ARBEITSAUFTRAG A
Schreibe aus dem Text zur Energiewende einen Abschnitt wortgetreu ab. Fang bei den Worten „Es wird aber“ an und hör nach „fossile Energieträger bezahlen?“ auf.
ARBEITSAUFTRAG B
Führe den Text über die Energiewende im Anschluss an seinen letzten Satz weiter.

TEXT DES DOKUMENTS
==================================================
Sollte das Tempo der Energiewende gedrosselt werden, damit der Umbau für die Wirtschaft und die Verbraucher:innen finanziell tragbarer wird?
Im Gegenteil! Wir sollten den Umbau jetzt vorantreiben, sonst wird es am Ende für uns alle teurer. Denn die erneuerbaren Energien sind nicht nur klimafreundlicher sondern auch günstiger. Der besondere Vorteil der Energiegewinnung aus Wind und Sonne besteht in der schlichten Tatsache, dass keine Brennstoffe zur Erzeugung der Elektrizität benötigt werden. Einmal gebaut liefern die Anlagen für viele Jahrzehnte fast kostenlosen Strom. Deshalb sind Kosten der Stromerzeugung mit Erneuerbaren nicht nur weltweit, sondern auch in Deutschland unter die der Erzeugung mit fossilen Energien gesunken. Da der flächendeckende Ausbau weltweit erst am Anfang steht, sind weiter sinkende Preise durch technologische Entwicklungen und Größenvorteile in der Produktion wahrscheinlich. Die ökologische Transformation wird also die Abhängigkeit von fossilen Energieträgern reduzieren, den Einfluss von weltweiten Preisschwankungen mindern und sukzessive die Preise für Energie verringern.
Es wird aber eine Weile dauern, bis sich das im Geldbeutel niederschlägt. Wie sollen Menschen mit geringen Einkommen nach dem Inflationsschub der vergangenen Monate die weiter steigenden Preise für fossile Energieträger bezahlen?
==================================================
BEREITGESTELLTE DATEN
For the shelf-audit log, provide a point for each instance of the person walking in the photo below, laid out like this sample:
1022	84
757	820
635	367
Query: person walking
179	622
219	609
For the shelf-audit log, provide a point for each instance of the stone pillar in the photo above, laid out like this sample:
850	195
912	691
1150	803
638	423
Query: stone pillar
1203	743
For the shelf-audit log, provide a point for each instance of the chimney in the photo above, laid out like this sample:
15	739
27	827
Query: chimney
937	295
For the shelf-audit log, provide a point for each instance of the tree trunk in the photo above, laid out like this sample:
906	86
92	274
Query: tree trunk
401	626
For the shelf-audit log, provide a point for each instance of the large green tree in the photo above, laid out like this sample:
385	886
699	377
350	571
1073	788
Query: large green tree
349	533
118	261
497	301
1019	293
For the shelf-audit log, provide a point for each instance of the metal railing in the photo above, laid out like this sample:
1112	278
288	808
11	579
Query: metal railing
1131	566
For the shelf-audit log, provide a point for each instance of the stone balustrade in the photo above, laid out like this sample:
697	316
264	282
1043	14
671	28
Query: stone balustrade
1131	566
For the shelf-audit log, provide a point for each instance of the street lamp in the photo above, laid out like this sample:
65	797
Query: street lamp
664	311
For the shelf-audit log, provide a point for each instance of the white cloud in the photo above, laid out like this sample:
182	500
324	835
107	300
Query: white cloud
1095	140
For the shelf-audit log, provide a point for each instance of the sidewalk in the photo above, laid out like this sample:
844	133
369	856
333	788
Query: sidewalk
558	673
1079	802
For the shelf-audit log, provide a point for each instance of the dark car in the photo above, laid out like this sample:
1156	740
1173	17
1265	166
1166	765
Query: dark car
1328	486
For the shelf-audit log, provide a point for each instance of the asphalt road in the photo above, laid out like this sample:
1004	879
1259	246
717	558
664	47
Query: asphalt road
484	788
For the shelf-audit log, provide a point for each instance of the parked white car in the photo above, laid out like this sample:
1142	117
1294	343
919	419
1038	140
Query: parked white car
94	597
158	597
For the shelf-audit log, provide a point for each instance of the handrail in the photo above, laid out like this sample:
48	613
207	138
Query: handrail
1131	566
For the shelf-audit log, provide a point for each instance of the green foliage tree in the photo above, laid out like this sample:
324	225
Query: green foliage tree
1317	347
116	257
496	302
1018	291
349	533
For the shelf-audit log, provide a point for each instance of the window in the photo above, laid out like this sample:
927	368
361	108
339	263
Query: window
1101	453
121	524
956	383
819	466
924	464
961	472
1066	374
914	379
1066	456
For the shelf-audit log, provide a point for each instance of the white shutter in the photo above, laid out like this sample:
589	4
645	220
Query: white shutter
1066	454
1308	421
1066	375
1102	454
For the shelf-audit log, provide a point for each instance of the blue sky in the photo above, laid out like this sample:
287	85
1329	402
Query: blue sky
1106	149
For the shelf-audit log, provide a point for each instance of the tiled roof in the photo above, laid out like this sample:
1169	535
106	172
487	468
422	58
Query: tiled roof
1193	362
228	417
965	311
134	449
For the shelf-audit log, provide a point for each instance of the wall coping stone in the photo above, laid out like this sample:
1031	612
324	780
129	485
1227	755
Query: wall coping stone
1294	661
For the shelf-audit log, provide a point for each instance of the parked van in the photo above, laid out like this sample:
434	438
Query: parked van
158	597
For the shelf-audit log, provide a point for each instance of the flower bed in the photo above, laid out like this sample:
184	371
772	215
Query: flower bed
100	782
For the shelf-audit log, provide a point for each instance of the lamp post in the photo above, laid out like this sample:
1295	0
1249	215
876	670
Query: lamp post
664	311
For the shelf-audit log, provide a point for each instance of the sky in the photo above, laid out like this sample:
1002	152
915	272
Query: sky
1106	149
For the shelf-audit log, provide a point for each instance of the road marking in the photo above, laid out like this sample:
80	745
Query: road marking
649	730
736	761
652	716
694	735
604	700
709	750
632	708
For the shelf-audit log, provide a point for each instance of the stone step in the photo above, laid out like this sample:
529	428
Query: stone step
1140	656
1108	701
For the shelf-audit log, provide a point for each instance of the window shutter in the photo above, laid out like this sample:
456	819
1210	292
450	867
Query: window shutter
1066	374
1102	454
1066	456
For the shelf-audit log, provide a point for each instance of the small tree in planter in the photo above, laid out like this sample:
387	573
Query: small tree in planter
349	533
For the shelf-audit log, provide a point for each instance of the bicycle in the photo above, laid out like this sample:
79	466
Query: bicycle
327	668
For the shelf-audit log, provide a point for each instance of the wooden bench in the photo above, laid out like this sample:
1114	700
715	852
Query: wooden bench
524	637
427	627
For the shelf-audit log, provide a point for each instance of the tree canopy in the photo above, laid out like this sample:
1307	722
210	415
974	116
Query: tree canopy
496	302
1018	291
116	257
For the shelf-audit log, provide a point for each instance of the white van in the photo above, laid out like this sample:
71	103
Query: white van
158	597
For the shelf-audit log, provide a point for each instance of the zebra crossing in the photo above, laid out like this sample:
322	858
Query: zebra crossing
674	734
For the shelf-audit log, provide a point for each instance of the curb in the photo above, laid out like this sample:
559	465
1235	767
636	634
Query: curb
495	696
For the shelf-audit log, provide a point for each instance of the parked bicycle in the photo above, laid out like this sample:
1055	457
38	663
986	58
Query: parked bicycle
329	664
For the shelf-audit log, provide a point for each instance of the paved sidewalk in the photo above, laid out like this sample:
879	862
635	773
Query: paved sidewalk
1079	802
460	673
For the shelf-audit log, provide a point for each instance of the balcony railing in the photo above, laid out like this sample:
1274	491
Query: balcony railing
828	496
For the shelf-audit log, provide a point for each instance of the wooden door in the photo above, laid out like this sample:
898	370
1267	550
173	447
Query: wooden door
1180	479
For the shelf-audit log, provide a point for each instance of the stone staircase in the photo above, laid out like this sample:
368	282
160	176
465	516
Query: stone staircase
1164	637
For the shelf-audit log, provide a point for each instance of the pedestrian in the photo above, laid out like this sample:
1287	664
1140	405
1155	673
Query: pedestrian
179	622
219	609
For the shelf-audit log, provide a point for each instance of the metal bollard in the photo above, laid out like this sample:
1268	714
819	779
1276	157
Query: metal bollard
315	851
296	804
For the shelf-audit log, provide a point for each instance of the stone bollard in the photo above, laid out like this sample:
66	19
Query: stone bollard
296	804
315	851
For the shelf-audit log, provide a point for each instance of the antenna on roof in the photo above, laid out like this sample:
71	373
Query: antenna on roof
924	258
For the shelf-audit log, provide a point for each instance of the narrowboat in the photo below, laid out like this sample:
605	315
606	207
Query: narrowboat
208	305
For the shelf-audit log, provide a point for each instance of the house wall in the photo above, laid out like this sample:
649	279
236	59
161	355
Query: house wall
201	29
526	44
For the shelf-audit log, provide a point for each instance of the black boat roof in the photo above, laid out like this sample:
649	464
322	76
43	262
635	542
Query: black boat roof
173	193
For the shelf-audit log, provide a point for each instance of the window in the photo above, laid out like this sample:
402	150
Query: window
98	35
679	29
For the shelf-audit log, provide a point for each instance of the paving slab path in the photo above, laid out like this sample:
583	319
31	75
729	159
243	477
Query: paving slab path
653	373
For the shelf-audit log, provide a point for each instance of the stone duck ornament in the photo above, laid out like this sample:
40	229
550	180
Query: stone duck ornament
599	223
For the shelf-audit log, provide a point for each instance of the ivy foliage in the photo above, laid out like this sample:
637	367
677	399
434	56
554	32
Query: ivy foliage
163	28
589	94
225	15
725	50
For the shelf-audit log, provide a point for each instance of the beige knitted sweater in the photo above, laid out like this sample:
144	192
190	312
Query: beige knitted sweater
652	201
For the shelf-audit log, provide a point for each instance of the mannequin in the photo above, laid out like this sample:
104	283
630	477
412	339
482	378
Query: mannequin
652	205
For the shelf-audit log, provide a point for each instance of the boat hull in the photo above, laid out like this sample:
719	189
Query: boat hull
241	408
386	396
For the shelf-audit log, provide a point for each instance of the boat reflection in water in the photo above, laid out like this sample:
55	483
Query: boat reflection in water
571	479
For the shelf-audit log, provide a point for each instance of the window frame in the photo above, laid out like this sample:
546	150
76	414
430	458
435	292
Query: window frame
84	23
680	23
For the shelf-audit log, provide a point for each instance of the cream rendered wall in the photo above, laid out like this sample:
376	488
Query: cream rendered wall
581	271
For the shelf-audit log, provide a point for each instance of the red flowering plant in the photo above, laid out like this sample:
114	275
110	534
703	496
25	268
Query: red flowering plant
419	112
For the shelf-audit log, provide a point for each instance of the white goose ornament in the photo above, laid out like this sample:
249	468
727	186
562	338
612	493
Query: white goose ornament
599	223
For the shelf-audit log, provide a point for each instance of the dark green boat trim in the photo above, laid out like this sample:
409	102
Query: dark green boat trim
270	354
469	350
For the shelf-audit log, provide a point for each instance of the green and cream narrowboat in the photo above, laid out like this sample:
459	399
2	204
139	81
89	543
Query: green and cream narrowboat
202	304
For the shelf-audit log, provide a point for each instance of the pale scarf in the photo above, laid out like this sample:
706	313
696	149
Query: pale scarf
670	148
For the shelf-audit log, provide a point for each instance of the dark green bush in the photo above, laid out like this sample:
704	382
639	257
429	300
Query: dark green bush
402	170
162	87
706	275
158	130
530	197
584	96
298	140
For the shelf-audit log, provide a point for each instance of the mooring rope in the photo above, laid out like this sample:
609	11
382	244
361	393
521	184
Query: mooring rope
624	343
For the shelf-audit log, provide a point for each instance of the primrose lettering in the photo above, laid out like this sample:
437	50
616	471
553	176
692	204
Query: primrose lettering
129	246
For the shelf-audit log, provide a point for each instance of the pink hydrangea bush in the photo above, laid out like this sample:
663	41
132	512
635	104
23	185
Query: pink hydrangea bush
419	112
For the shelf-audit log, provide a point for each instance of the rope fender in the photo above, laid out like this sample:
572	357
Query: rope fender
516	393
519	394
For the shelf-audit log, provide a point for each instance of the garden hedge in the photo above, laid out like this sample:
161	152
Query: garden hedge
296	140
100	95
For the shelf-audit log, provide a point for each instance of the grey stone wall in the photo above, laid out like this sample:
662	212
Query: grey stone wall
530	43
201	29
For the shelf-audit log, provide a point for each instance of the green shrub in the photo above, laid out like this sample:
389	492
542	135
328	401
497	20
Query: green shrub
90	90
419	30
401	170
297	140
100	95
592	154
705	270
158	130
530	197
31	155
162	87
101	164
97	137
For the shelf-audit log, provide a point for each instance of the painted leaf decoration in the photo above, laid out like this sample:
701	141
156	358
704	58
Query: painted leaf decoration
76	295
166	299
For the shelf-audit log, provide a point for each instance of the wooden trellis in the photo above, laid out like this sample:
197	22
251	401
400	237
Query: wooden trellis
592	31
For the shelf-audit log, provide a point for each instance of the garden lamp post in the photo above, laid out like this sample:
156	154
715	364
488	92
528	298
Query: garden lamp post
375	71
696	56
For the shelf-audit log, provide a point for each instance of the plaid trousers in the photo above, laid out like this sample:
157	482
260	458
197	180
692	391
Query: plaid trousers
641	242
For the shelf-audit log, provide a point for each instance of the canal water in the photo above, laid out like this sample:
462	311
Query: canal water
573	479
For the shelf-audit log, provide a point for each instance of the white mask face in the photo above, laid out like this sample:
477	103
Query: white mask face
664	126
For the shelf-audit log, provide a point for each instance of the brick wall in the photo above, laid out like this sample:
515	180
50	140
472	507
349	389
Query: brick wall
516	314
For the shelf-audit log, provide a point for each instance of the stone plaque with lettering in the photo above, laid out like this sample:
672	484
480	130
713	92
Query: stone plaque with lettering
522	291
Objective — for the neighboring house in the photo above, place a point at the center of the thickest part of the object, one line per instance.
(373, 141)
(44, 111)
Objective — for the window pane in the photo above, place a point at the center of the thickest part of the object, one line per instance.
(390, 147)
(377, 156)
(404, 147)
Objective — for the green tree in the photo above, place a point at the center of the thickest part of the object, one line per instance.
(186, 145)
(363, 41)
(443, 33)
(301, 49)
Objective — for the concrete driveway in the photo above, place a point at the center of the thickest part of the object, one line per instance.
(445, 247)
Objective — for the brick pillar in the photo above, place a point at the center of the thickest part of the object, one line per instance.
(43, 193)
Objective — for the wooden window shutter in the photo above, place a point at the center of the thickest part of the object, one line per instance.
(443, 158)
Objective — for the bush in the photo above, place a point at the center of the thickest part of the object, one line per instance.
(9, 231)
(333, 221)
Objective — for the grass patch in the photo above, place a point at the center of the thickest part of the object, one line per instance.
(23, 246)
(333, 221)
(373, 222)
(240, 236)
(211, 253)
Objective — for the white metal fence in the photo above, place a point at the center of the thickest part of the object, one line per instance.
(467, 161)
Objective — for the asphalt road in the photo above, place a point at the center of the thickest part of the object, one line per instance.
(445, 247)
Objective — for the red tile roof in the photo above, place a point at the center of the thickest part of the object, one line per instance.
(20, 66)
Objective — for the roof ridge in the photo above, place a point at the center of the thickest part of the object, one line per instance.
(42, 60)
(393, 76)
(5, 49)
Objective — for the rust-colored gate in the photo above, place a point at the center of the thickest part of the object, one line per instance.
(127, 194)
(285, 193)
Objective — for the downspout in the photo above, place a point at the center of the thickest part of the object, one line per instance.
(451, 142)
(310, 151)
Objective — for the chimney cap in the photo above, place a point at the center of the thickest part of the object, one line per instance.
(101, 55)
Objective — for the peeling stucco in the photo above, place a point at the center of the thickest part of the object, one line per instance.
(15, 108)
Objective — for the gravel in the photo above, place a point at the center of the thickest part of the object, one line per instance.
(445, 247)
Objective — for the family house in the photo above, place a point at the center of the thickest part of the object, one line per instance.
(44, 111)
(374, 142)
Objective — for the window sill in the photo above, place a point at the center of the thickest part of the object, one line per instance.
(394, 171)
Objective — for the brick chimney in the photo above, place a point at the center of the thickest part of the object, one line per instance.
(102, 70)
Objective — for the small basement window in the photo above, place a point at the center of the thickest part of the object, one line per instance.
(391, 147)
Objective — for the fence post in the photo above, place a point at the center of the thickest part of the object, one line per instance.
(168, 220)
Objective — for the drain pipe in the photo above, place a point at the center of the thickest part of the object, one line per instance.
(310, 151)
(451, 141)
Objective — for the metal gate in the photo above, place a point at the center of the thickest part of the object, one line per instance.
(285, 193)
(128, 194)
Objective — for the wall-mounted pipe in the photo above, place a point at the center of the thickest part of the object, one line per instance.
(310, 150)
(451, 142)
==================================================
SCHRIFTLICHE ANTWORT A
Es wird aber eine Weile dauern, bis sich das im Geldbeutel niederschlägt. Wie sollen Menschen mit geringen Einkommen nach dem Inflationsschub der vergangenen Monate die weiter steigenden Preise für fossile Energieträger bezahlen?

SCHRIFTLICHE ANTWORT B
Wenn wir den Verbrauch klimaschädlicher Energieträger und Produkte nicht länger subventionieren und wenn wir Steuern und Abgaben erheben, damit wahre Preise gezahlt werden, die auch die Umweltkosten anzeigen, dann stehen finanzielle Mittel für den sozialen Ausgleich zu Verfügung. Die Einnahmen aus der CO2-Abgaben können an alle Bürgerinnen und Bürger zurückgezahlt werden. Bereits eine einheitliche Pro-Kopf-Prämie könnte die verfügbaren Einkommen ärmerer Haushalte spürbar erhöhen. Menschen mit geringeren Einkommen konsumieren in aller Regel auch weniger Produkte und Leistungen, die mit einer CO2-Steuer teurer werden. Sie hätten mit der Prämie unter dem Strich mehr Geld zur Verfügung. Haushalte mit hohen Einkommen und mehr klimaschädlichen Verbrauch würden dagegen stärker in die Pflicht genommen.
Denkbar wären aber auch Lösungen zur Rückerstattung der CO2-Steuereinnahmen, die vor allem Menschen mit niedrigen Einkommen stärker entlasten. Ein fairer sozialer Ausgleich und die gerechte Verteilung der Lasten und Erträge ist die entscheidende Voraussetzung dafür, dass es eine breite gesellschaftliche Unterstützung für die anstehende Transformation gibt und es uns gelingt die Klimaschutzziele als Gesellschaft gemeinsam und solidarisch zu erreichen.
Lösungen gibt es da viele. Wichtig ist, sie jetzt schnell umzusetzen. Denn ein Nicht-Handeln beim Klimaschutz kommt uns alle viel teurer.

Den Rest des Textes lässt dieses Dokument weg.